Stored data:
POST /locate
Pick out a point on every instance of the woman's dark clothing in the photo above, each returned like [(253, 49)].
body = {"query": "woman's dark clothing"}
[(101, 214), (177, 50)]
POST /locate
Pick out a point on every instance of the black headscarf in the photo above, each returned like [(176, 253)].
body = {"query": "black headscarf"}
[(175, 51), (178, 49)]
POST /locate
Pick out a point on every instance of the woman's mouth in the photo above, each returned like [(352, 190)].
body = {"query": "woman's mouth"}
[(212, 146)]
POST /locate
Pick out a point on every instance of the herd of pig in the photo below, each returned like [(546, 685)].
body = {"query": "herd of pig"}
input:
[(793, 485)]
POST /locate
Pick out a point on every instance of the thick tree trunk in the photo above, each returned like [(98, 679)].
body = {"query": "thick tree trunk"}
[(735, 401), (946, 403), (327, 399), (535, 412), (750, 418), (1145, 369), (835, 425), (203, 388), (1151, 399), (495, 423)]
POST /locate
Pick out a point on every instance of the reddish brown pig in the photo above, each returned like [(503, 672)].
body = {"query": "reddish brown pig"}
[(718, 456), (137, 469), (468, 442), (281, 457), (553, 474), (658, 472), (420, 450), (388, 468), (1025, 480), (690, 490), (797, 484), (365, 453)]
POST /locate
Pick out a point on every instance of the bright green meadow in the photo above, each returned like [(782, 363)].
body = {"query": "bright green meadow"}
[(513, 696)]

Problem statement:
All the records above need to be set down again exactly as they were given.

Problem solution:
POST /locate
Pick out a point on every instance of the woman's dark clothing in the photo above, each returned like [(253, 49)].
body = {"query": "woman's dark clothing"}
[(101, 214), (177, 50)]
POST /locate
Pick out a point on every instance of the black headscarf in the photo above, each returned like [(176, 253)].
body = {"query": "black headscarf"}
[(175, 51), (178, 49)]
POST /locate
Pick out a point on every instance of the woman's mouth in the photo above, each returned like [(352, 190)].
body = {"query": "woman's mouth"}
[(212, 146)]
POST /locate
Pick out a point on every instance of the herd of pig in the photo below, each returned like [(546, 685)].
body = {"query": "herd of pig"}
input:
[(793, 485)]
POST /locate
Pick out a point on every instance of the thick tree trunk in the photo above, each returned like [(98, 679)].
body = {"query": "thick tree trunk"}
[(735, 401), (946, 403), (327, 399), (535, 412), (750, 418), (1145, 369), (835, 425), (203, 388), (1151, 399), (495, 423)]
POST /locate
Pick out a point on every instance of the reddish brown pig in the photo above, each returned like [(503, 672)].
body = {"query": "reddish brown pig"}
[(718, 456), (137, 469), (468, 442), (281, 457), (553, 474), (658, 472), (420, 450), (388, 468), (1025, 480), (690, 490), (797, 484), (365, 453)]
POST /locate
Pick out a point on every instance of the bright green meadow in the photo above, each returned like [(782, 363)].
body = {"query": "bright green meadow"}
[(513, 696)]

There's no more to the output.